### Natural language region descriptions
-*-

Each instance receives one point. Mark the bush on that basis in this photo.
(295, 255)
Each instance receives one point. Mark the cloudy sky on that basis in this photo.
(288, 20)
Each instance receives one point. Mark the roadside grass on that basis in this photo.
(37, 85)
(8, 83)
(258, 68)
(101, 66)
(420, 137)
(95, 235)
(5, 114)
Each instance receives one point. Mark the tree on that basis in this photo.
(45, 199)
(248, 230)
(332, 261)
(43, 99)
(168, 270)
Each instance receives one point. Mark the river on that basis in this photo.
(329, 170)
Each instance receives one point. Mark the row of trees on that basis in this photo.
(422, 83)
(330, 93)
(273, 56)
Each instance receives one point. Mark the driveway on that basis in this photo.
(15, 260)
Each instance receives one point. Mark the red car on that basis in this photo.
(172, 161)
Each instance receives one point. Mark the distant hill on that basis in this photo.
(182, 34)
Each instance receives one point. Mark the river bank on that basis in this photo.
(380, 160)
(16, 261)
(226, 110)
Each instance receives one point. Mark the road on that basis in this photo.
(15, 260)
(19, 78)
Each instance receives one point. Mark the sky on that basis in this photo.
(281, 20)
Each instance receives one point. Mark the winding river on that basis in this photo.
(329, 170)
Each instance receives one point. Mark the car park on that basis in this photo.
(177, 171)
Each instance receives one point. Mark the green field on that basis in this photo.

-*-

### DIRECTIONS
Using the data above, repeat every line exactly.

### ANSWER BELOW
Each instance receives one point. Mark the bush on that basis in this photo.
(295, 255)
Each instance receives one point. Mark the cloudy sky on that basis in this photo.
(288, 20)
Each instance receives one point. Mark the roadside grass on that basis in this photo.
(37, 85)
(8, 83)
(258, 68)
(101, 66)
(420, 137)
(95, 235)
(5, 114)
Each instance receives one point. Mark the tree on that basis in this photo.
(45, 199)
(248, 230)
(332, 261)
(43, 99)
(168, 270)
Each instance receives one point. Mark the river on that basis in this photo.
(329, 170)
Each instance receives one point. Mark the row of trees on that basis in this photo.
(422, 83)
(330, 93)
(273, 56)
Each instance receives one point. Mark the driveway on that basis in this photo.
(15, 260)
Each instance receives one point. Mark the red car on that basis in this photo.
(172, 161)
Each instance receives one point. Mark the distant hill on that basis in this photo.
(182, 34)
Each instance receives one point. Mark the river bank on that basis in this photo.
(380, 160)
(16, 261)
(226, 110)
Each instance receives one point. Mark the road on that basis in this photo.
(15, 260)
(19, 78)
Each instance receives one point. Mark the sky on that basis in this photo.
(281, 20)
Each instance receives one point. Mark the winding river on that basis in this photo.
(329, 170)
Each instance receives one point. Mark the car park on that basis in this photo.
(177, 171)
Each instance receives one point. Mark the green field on that basis in this photo.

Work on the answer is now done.